== GIVEN INSTRUCTION ==
Rewrite the material below, replacing "lane-count model" with "landmark-detection model" throughout and leaving everything else unchanged. Leave the pictures out of your answer.

Dataset rows on where objects appear:
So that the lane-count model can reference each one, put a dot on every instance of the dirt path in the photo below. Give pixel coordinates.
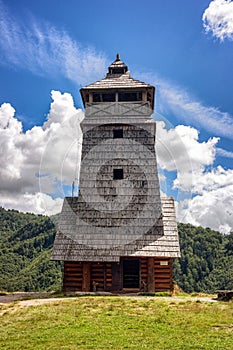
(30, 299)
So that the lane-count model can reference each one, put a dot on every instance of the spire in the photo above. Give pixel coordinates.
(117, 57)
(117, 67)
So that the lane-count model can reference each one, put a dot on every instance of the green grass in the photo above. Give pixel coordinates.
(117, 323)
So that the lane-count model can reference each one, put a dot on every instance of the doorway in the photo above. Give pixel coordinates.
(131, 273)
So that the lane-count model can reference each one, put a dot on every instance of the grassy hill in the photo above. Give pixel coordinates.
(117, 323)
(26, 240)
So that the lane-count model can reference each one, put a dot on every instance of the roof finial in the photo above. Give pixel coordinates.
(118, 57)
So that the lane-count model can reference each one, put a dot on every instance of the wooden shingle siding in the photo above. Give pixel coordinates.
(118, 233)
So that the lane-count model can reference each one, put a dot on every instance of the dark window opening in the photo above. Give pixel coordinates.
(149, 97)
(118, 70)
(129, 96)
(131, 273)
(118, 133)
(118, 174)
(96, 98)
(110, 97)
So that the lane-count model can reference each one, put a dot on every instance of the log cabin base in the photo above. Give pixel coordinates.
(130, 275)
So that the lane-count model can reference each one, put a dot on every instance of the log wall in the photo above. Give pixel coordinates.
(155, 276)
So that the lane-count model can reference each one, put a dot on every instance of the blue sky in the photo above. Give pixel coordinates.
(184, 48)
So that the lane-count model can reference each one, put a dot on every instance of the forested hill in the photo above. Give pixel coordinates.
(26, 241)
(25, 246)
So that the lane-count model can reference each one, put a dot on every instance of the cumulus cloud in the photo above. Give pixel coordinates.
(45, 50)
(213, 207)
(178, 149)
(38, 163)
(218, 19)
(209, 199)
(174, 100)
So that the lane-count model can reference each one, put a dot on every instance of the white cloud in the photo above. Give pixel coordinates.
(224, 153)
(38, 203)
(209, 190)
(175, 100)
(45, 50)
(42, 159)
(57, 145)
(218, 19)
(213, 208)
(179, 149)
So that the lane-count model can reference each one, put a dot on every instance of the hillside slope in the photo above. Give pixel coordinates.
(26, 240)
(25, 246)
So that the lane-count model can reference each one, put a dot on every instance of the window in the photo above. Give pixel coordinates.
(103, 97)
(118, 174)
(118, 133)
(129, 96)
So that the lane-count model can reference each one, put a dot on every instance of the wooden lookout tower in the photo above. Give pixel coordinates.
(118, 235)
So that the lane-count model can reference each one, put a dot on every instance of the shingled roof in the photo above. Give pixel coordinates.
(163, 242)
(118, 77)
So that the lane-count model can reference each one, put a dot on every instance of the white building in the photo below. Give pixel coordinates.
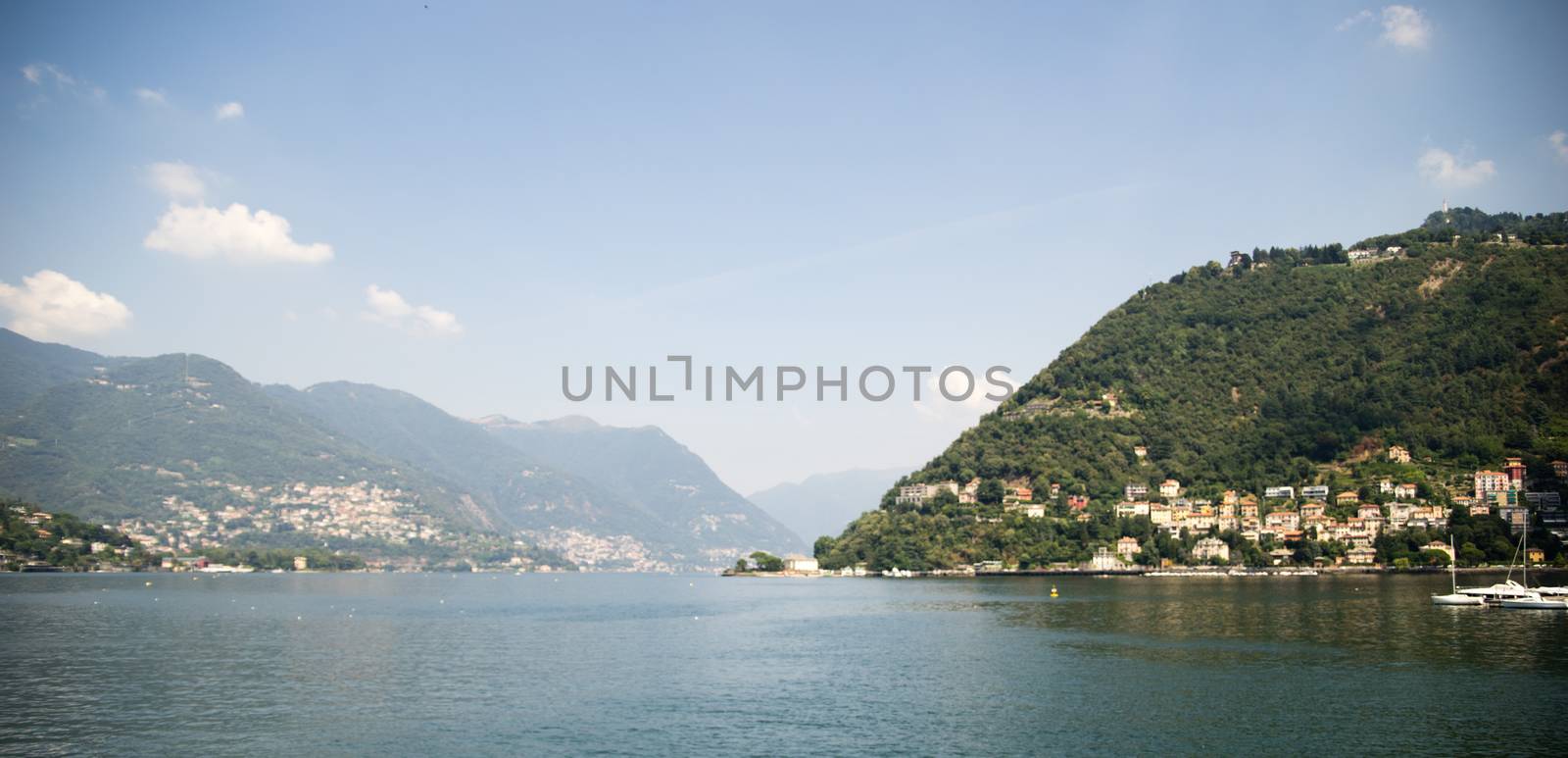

== FINISHED EXERCISE ==
So that the landmark-detection model can reference each one, put a dot on every instance of the dirt path in the photo below. Give pixel coordinates.
(30, 299)
So that the landmark-detection model can reference each one, put a dot on every instance of the spire in the photo above. Give pixel coordinates.
(117, 57)
(117, 67)
So that the landmark-detection model can reference each one, put a dot on every instance of the green grass in the photo above. Give pixel coordinates.
(117, 323)
So that the landmark-detection model can reference each one, put a dot on every instance of the doorway in the photo above. Give pixel coordinates.
(131, 273)
So that the landmark-detection model can reference each one, put a dot on every instance of the grassy hill in the photo above. Give pixel coordinates.
(117, 323)
(26, 240)
So that the landmark-detection model can reference each one, put a dot on every instance of the roof finial in the photo above. Give pixel coordinates.
(118, 57)
So that the landmark-detection model can reference each one, put a dot on every instance of the wooden shingle siding in the photo above. Give pixel coordinates.
(118, 233)
So that the landmark-detection model can reference each one, put a dot on every instance of the dark window opening in the photo above. Give pixel coordinates.
(149, 97)
(118, 70)
(129, 96)
(131, 273)
(118, 133)
(118, 174)
(96, 98)
(110, 97)
So that the landmark-detection model can reference each one, put a dot on every instance of the log cabin base in the photo above. Give pixel coordinates.
(130, 275)
So that the landmark-detection model can reference each one, put a dot on every instance of the log wall in the photo above. Give pixel coordinates.
(155, 276)
So that the landmark-detection model can reference each one, put a dot on every instance of the blue sky in the photo above. Give pixel coordinates.
(184, 48)
So that the landmark-detection model can reference each one, put a dot on every instance of the forested hill in the photo above. Give pixel coordinates.
(26, 241)
(25, 246)
So that the landmark-detection model can reference each one, put a dot on every instance of the cumulus cloud in the photo above. Give pixel coordinates.
(45, 50)
(213, 207)
(178, 149)
(38, 163)
(218, 19)
(209, 199)
(174, 100)
So that the landmark-detection model can reference each one, put a dot on every instance of the white cloud in the photo above. Give pixel coordinates.
(224, 153)
(38, 203)
(209, 190)
(175, 100)
(45, 50)
(42, 159)
(57, 145)
(218, 19)
(213, 208)
(179, 149)
So that the landmark-detection model can reference each one, put a dot on every instance of the hillside slope in the photo above. Give pixel coordinates.
(26, 240)
(25, 246)
So that the landmark-detection model can reference each one, put a dot on every instance of the window in the photo above. Give pixel coordinates.
(103, 97)
(118, 174)
(118, 133)
(129, 96)
So that the landmark-detection model can reference each one, put a dot on every instance of the wooden lookout tower in the photo above. Give pixel coordinates.
(118, 235)
So that the landmark-detection model can reference each one, put a dot on every instance of the shingled roof in the photo above. Give pixel coordinates.
(163, 242)
(118, 77)
So that the landmark-detection model can reference each one, put a dot on every instance of the white building in the photo below. Give pixel coordinates.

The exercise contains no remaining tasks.